YOUR GOAL:
What is needed is an exact printout of all the data.

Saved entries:

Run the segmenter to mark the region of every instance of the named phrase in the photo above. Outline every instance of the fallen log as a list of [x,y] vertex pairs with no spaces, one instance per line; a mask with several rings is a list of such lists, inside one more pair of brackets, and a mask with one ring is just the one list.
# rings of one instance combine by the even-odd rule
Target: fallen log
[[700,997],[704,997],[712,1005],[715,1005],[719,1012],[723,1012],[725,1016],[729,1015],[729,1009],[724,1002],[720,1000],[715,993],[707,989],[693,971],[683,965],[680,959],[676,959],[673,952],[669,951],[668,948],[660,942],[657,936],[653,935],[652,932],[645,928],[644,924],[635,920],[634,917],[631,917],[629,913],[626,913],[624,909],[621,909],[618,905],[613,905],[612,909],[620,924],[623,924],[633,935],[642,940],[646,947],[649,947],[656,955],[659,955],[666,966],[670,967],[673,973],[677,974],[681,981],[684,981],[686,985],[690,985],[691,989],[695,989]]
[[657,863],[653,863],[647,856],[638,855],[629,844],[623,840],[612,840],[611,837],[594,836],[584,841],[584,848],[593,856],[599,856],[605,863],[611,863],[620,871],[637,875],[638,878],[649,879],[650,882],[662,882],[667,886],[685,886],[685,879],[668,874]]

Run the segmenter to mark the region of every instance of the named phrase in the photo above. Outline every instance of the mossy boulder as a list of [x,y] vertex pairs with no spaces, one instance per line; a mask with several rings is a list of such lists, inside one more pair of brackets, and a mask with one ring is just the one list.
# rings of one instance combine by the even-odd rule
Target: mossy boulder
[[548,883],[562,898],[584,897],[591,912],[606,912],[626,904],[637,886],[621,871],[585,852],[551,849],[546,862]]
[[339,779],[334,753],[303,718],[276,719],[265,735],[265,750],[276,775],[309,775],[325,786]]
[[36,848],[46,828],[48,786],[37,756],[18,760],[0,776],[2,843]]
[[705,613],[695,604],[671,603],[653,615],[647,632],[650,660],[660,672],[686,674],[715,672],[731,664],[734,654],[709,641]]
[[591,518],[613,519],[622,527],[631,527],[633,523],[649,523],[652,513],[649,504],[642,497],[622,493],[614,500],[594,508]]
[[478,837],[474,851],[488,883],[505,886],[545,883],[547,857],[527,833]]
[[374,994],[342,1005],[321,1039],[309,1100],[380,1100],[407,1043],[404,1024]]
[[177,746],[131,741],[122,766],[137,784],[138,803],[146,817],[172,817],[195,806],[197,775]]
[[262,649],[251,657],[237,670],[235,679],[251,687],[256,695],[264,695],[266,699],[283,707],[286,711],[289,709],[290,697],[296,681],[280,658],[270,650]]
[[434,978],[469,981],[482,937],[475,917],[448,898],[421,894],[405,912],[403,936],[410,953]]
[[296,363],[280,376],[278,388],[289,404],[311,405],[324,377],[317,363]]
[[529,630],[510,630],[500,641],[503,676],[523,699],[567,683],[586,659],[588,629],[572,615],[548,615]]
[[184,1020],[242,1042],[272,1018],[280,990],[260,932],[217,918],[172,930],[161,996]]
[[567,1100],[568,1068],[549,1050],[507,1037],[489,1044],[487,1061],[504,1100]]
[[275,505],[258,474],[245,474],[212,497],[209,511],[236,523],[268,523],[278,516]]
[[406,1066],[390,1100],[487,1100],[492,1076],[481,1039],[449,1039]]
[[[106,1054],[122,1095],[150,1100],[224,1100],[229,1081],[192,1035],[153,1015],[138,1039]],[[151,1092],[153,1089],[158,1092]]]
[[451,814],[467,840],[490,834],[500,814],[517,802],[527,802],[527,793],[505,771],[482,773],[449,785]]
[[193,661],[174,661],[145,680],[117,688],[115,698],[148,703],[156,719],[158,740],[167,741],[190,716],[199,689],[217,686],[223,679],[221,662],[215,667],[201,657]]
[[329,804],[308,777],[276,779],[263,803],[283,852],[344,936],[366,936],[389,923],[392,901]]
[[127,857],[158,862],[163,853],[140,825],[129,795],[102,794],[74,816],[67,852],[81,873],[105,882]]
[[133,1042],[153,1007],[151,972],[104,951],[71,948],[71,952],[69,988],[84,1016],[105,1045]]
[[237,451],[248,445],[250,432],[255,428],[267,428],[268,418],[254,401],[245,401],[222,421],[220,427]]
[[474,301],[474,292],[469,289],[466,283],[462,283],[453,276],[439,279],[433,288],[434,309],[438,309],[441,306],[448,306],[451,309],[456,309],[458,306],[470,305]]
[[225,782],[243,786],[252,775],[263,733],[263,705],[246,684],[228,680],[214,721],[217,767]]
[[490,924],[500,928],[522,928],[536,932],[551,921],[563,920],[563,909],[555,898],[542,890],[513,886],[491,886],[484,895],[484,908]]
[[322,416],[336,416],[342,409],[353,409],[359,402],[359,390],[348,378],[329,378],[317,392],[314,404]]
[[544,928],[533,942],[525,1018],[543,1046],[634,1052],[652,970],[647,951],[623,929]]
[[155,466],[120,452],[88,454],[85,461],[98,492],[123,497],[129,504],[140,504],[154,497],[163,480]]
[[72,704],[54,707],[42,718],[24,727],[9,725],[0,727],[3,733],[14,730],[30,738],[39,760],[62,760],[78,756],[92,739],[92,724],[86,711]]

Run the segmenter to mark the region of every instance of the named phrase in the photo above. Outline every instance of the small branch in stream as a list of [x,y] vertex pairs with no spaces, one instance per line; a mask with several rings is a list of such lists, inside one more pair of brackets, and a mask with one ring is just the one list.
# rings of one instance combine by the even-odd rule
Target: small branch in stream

THE COMPLETED TASK:
Run the segmenter to mark the region of every instance of the named phrase in the photo above. Outline every instance of the fallen log as a list of [x,y] vertex pairs with no spaces, one instance per line; a mask with several rings is a list of such lists, inside one more pair of brackets, and a mask with one ring is just the one list.
# rings of one instance combine by the even-odd rule
Target: fallen log
[[700,997],[704,997],[712,1005],[715,1005],[719,1012],[723,1012],[725,1016],[729,1015],[729,1009],[724,1002],[720,1000],[715,993],[707,989],[693,971],[683,965],[680,959],[676,959],[673,952],[669,951],[668,948],[660,942],[657,936],[653,935],[652,932],[645,928],[644,924],[635,920],[634,917],[631,917],[629,913],[626,913],[624,909],[621,909],[618,905],[613,905],[612,909],[620,924],[623,924],[633,935],[642,940],[646,947],[649,947],[656,955],[659,955],[666,966],[670,967],[673,973],[677,974],[681,981],[684,981],[686,985],[690,985],[691,989],[695,989]]
[[657,863],[653,863],[647,856],[638,855],[629,844],[623,840],[612,840],[611,837],[594,836],[584,841],[584,848],[593,856],[599,856],[605,863],[611,863],[620,871],[637,875],[638,878],[649,879],[650,882],[662,882],[667,886],[685,886],[685,879],[668,874]]

Run the segmenter to mark the region of every instance of the named phrase in the photo above. Outline every instance of the mossy boulder as a list of [x,y] vertex pairs with no spaces, one instance per line; a mask with several rings is a list of such lists, inside one more pair of brackets, and a mask with one ring is just the one list.
# rings of one instance combine by the even-odd rule
Target: mossy boulder
[[548,883],[562,898],[584,897],[591,912],[606,912],[626,904],[637,886],[621,871],[585,852],[551,849],[546,862]]
[[339,779],[334,753],[303,718],[276,719],[265,735],[265,750],[276,775],[309,775],[325,786]]
[[36,848],[46,828],[48,786],[37,756],[18,760],[0,776],[2,843]]
[[705,613],[695,604],[671,603],[653,615],[647,632],[650,660],[660,672],[686,674],[715,672],[731,664],[734,654],[709,641]]
[[591,518],[613,519],[622,527],[631,527],[633,523],[649,523],[652,513],[649,504],[642,497],[622,493],[614,500],[594,508]]
[[478,837],[474,851],[488,883],[505,886],[545,883],[547,857],[527,833]]
[[374,994],[342,1005],[321,1039],[309,1100],[380,1100],[407,1043],[404,1024]]
[[177,746],[131,741],[122,766],[137,784],[138,803],[146,817],[172,817],[195,806],[197,775]]
[[262,649],[251,657],[237,670],[235,679],[251,687],[256,695],[264,695],[266,699],[283,707],[286,711],[289,709],[290,697],[296,681],[280,658],[270,650]]
[[434,978],[469,981],[482,937],[475,917],[448,898],[421,894],[405,912],[403,936],[410,953]]
[[296,363],[280,376],[278,388],[289,404],[311,405],[324,377],[317,363]]
[[529,630],[510,630],[500,641],[503,676],[523,699],[567,683],[586,659],[588,629],[572,615],[548,615]]
[[184,1020],[242,1042],[272,1018],[280,990],[260,932],[217,918],[172,930],[161,996]]
[[567,1100],[568,1068],[549,1050],[507,1037],[489,1044],[487,1061],[504,1100]]
[[275,505],[258,474],[245,474],[212,497],[209,511],[236,523],[268,523],[278,516]]
[[406,1066],[390,1100],[487,1100],[492,1076],[481,1039],[449,1039]]
[[[106,1054],[122,1095],[150,1100],[224,1100],[229,1081],[192,1035],[153,1015],[138,1039]],[[151,1092],[153,1089],[158,1092]]]
[[451,814],[467,840],[490,834],[500,814],[517,802],[527,802],[527,793],[505,771],[482,773],[449,785]]
[[193,661],[174,661],[145,680],[117,688],[115,698],[148,703],[156,719],[158,740],[167,741],[190,716],[199,689],[217,686],[223,679],[221,662],[215,667],[201,657]]
[[329,804],[308,777],[276,779],[263,803],[283,852],[344,936],[366,936],[389,923],[392,901]]
[[127,857],[158,862],[163,853],[140,825],[129,795],[102,794],[74,816],[67,852],[81,873],[105,882]]
[[133,1042],[153,1007],[151,972],[104,951],[71,948],[71,952],[69,988],[84,1016],[105,1045]]
[[237,451],[248,445],[250,432],[255,428],[267,428],[268,418],[254,401],[245,401],[222,421],[220,427]]
[[474,301],[474,292],[469,289],[466,283],[462,283],[453,276],[439,279],[433,288],[434,309],[438,309],[441,306],[448,306],[451,309],[456,309],[458,306],[470,305]]
[[225,782],[243,786],[252,775],[263,733],[263,705],[246,684],[228,680],[214,721],[217,767]]
[[490,924],[500,928],[522,928],[536,932],[551,921],[563,920],[563,909],[555,898],[542,890],[513,886],[491,886],[484,895],[484,908]]
[[322,416],[336,416],[342,409],[353,409],[359,402],[359,390],[348,378],[329,378],[317,392],[314,404]]
[[544,928],[533,942],[525,1018],[543,1046],[634,1052],[652,970],[647,951],[623,929]]
[[155,466],[120,452],[88,454],[85,461],[98,492],[123,497],[129,504],[140,504],[154,497],[163,480]]
[[72,704],[54,707],[42,718],[24,727],[9,725],[0,727],[3,733],[14,730],[30,738],[39,760],[62,760],[78,756],[92,739],[92,724],[86,711]]

Run the segmenter to mark the region of every instance of the named phrase in the photo above. Outline every instance of the small branch in stream as a list of [x,y] vertex pairs with no spaces, one instance per line; a mask with several rings is a list of such lists, inside one more pair of brackets, and a mask with one ring is just the one list.
# rings of one instance combine by the even-odd rule
Target: small branch in stream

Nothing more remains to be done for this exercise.